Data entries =
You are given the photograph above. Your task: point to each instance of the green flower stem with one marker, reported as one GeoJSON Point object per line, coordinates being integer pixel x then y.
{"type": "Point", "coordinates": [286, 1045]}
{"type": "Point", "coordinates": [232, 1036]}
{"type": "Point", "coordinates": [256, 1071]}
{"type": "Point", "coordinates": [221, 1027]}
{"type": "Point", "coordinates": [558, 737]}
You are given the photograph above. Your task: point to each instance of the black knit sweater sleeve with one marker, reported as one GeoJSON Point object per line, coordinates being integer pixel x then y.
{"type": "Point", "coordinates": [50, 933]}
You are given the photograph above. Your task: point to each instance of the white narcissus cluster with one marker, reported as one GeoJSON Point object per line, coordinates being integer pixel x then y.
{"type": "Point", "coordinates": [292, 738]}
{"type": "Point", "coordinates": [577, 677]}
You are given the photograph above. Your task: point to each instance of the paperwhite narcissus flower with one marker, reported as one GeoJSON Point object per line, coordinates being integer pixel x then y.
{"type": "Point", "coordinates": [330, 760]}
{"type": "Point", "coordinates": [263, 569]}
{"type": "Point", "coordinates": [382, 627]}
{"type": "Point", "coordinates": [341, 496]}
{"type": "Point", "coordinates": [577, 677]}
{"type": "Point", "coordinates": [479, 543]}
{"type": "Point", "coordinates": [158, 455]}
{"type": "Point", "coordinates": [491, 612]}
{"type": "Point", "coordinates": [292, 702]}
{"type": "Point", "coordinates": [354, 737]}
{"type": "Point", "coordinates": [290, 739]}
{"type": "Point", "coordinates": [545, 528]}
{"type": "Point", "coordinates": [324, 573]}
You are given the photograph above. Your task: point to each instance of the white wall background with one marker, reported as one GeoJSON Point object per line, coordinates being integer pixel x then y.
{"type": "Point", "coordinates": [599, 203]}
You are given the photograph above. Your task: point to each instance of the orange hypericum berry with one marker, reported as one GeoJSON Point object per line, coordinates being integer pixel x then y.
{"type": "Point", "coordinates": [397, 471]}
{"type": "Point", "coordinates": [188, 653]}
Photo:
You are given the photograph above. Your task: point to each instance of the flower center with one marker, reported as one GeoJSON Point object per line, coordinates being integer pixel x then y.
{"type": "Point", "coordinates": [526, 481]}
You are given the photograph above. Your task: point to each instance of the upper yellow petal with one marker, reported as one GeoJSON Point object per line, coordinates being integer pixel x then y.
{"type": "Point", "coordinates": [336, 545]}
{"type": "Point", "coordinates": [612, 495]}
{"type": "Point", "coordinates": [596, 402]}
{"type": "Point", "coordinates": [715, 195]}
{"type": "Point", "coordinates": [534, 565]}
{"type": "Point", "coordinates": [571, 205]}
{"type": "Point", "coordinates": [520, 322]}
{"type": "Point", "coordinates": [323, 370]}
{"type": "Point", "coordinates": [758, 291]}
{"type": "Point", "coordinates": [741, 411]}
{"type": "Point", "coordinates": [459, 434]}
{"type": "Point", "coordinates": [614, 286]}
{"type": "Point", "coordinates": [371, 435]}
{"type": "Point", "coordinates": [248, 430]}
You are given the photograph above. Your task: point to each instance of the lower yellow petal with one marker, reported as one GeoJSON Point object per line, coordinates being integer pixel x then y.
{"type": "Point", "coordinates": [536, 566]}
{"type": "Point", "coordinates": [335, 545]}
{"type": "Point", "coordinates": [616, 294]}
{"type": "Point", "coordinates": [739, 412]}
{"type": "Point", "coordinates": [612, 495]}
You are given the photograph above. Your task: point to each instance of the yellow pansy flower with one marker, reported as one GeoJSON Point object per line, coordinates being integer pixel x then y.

What you have to do = Return each line of the records above exactly as it reads.

Written response =
You are given the photograph above. Your task: point to each instance of the green flower stem with one marker, reported as one GeoJSON Point object per line, coordinates being integer pixel x then y.
{"type": "Point", "coordinates": [286, 1045]}
{"type": "Point", "coordinates": [232, 1036]}
{"type": "Point", "coordinates": [256, 1071]}
{"type": "Point", "coordinates": [221, 1027]}
{"type": "Point", "coordinates": [558, 737]}
You are given the photograph above. Your task: point to each instance of the black knit sweater sleeve with one marker, reported as one GeoJSON Point object per line, coordinates being integer pixel x then y.
{"type": "Point", "coordinates": [50, 933]}
You are given the photograph above. Your task: point to each instance of the white narcissus cluster with one marker, reported as one GeoJSON Point object per line, coordinates being integer pixel x then y.
{"type": "Point", "coordinates": [292, 738]}
{"type": "Point", "coordinates": [577, 677]}
You are given the photograph above. Your task: point to each instance of the paperwhite narcissus flower with one marker, reported as one GeoJSON Point object per line, coordinates being integer pixel x then y.
{"type": "Point", "coordinates": [330, 760]}
{"type": "Point", "coordinates": [263, 569]}
{"type": "Point", "coordinates": [382, 627]}
{"type": "Point", "coordinates": [341, 496]}
{"type": "Point", "coordinates": [577, 677]}
{"type": "Point", "coordinates": [479, 543]}
{"type": "Point", "coordinates": [158, 455]}
{"type": "Point", "coordinates": [491, 612]}
{"type": "Point", "coordinates": [292, 702]}
{"type": "Point", "coordinates": [354, 737]}
{"type": "Point", "coordinates": [290, 739]}
{"type": "Point", "coordinates": [545, 528]}
{"type": "Point", "coordinates": [324, 573]}
You are given the photograph above. Your task: point to each instance of the white wall background with one marker, reported as one GeoJSON Point object per line, coordinates being integer pixel x then y.
{"type": "Point", "coordinates": [599, 203]}
You are given the photograph above. Your task: point to each instance of the orange hypericum berry with one marker, reported as one GeoJSON Point object per line, coordinates being integer pixel x then y.
{"type": "Point", "coordinates": [397, 471]}
{"type": "Point", "coordinates": [188, 653]}
Photo:
You are given the photograph above. Your task: point to each instance of the flower center with one marker, reported as one GeoJSON Point object per line, coordinates being integer pixel x then y.
{"type": "Point", "coordinates": [526, 481]}
You are given the photograph above. Your task: point to each instance of the upper yellow petal with one marker, reported as one GeoJSON Point object per line, coordinates being integer pixel x then y.
{"type": "Point", "coordinates": [336, 545]}
{"type": "Point", "coordinates": [612, 495]}
{"type": "Point", "coordinates": [596, 402]}
{"type": "Point", "coordinates": [715, 195]}
{"type": "Point", "coordinates": [534, 565]}
{"type": "Point", "coordinates": [571, 205]}
{"type": "Point", "coordinates": [520, 322]}
{"type": "Point", "coordinates": [323, 370]}
{"type": "Point", "coordinates": [758, 291]}
{"type": "Point", "coordinates": [741, 411]}
{"type": "Point", "coordinates": [459, 434]}
{"type": "Point", "coordinates": [614, 286]}
{"type": "Point", "coordinates": [371, 435]}
{"type": "Point", "coordinates": [248, 430]}
You are given the photograph above. Your task: point to each instance of the lower yellow petal with one marker, reported as one GeoJSON Point object per line, coordinates being integer pixel x then y.
{"type": "Point", "coordinates": [536, 566]}
{"type": "Point", "coordinates": [335, 545]}
{"type": "Point", "coordinates": [616, 294]}
{"type": "Point", "coordinates": [739, 412]}
{"type": "Point", "coordinates": [612, 495]}
You are given the photograph above. Your task: point to each instance of the yellow pansy flower with one marker, reported as one GeoJSON Point object per line, coordinates being integer pixel x then y.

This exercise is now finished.